**STATED GOAL:** Rescale the records below, starting with the line containing "For the mapping pass, tag each instance of the snow slope" and going on through the end of the records, and reproduce only those lines. Include the requests unchanged, multiply every coordinate in the answers by 1.55, and round each result to a whole number with halves rounded up.

Position annotation records

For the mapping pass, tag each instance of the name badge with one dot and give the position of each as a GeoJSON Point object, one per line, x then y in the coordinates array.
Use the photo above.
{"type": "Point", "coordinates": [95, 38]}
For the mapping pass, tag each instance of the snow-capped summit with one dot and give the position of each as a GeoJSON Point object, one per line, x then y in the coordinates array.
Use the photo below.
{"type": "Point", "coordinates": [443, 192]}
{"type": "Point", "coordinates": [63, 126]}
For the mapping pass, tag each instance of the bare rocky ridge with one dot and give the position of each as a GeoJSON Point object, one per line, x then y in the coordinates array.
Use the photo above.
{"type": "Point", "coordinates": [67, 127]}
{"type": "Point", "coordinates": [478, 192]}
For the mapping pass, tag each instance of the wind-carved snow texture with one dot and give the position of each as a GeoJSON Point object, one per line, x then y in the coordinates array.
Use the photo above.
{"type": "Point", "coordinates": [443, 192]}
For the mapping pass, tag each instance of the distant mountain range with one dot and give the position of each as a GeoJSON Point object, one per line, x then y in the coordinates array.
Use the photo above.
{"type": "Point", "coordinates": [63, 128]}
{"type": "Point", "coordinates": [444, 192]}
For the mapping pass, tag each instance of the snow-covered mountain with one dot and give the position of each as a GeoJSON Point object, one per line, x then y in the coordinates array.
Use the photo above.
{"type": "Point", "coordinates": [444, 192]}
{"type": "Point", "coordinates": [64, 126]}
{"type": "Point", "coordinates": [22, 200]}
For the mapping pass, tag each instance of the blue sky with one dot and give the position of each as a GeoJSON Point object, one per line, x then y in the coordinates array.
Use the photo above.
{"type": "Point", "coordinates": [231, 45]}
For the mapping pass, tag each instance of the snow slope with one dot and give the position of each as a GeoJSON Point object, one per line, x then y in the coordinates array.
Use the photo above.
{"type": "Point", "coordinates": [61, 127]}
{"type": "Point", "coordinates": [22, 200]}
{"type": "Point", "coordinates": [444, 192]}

**RIGHT ANSWER:**
For the mapping pass, tag each instance of the snow slope with one dot and give the position of each as a GeoJSON Point object, one per line, x then y in the coordinates array.
Use the photo above.
{"type": "Point", "coordinates": [95, 197]}
{"type": "Point", "coordinates": [34, 310]}
{"type": "Point", "coordinates": [688, 298]}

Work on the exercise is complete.